PASSAGE SHOWN.
Reuters
Dubai
The Qatar Investment Authority’s hit from the slide in Volkswagen and Glencore shares can only underline the sovereign wealth fund’s need to continue to diversify its asset base, industry sources said.
The German carmaker has been pummelled over an emission testing scandal, while the miner has came under pressure over its debt load, together wiping $5.8bn off the QIA’s holdings since September 18, according to Thomson Reuters data.
Much has been made of the scale of the QIA’s paper losses at a time lower oil prices are reducing the flow of money into Gulf sovereign wealth funds.
The QIA has 8.2% of Glencore, 17% of Volkswagen ordinary shares and 12.8% of its preference shares.
As recently as March, VW’s preference shares were trading above €260 but they dipped again on Tuesday to close at €95.20. Glencore rallied 16.9% on Tuesday but its closing price of £0.8025 was still well below the £3.16 recorded in early May.
The QIA, which has about $334bn of assets according to industry tracker the Sovereign Wealth Center, has been reviewing its investment strategy as a result of oil’s downward move and following the appointment of a new chief executive in December.

REQUIREMENT.
Using the article on the Qatar Investment Authority, answer these questions:
1. Since what date have the falls in Volkswagen and Glencore shares wiped $5.8bn off the QIA's holdings?
2. At what price did VW's preference shares close on Tuesday?
3. How much in assets does the QIA have according to the Sovereign Wealth Center?

DATASET EXTRACT.
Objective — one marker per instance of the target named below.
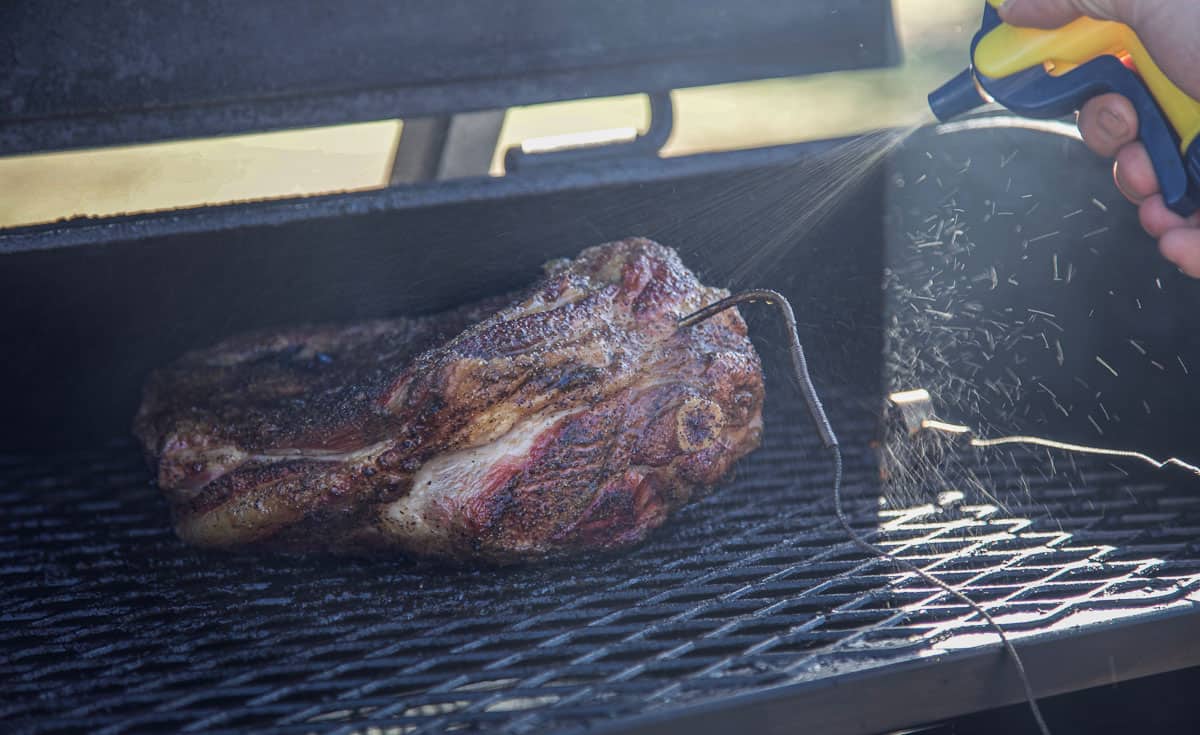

RESPONSE TO THIS TASK.
1. September 18
2. €95.20
3. About $334bn